*TO-DO LIST:*
a: Answer these from the passage about the father's funeral:
(i) Where was the home the family rented?
(ii) What did the guards play following the funeral?
(iii) What kind of casket did the family choose?
b: Retype the section of the passage about the father's funeral starting at "We all met at" and ending at "is exactly what he would have loved.".
c: In the passage about the father's funeral, list every activity the family did at the home they rented on Lake Flower.

*PASSAGE GIVEN:*
We all met at my Dad’s apartment and went through his things. We laughed. Remembered. Played his records. Played with his accordion. Looked through photos. And I put a playlist together of all his favorite music to play at the American Legion reception with all his friends. It was exactly what he would have loved. We rented a huge home on Lake Flower in Saranac Lake where our entire family stayed and canoed and BBQd and celebrated his life. And it was exactly what he would have loved. The guards played TAPS, which echoed throughout downtown, following his funeral — which is exactly what he would have loved.
We opted for a closed casket. None of us could do it. We just could not take seeing him without his life. His life is what made him so special. Even when drinking and depression dimmed that light. His light, when it shone brilliantly, was so bright and awesome. My father had four. My father had four children — and we could not celebrate his life by seeing his body without his light. We just could not. No matter what our respective demons were.

*DATA BLOCK:*
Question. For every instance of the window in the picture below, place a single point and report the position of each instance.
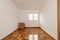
(33, 16)
(33, 37)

*REPLIES:*
a:
(i) On Lake Flower in Saranac Lake.
(ii) TAPS.
(iii) A closed casket.

b:
We all met at my Dad’s apartment and went through his things. We laughed. Remembered. Played his records. Played with his accordion. Looked through photos. And I put a playlist together of all his favorite music to play at the American Legion reception with all his friends. It was exactly what he would have loved. We rented a huge home on Lake Flower in Saranac Lake where our entire family stayed and canoed and BBQd and celebrated his life. And it was exactly what he would have loved. The guards played TAPS, which echoed throughout downtown, following his funeral — which is exactly what he would have loved.

c:
- Stayed
- Canoed
- BBQd
- Celebrated his life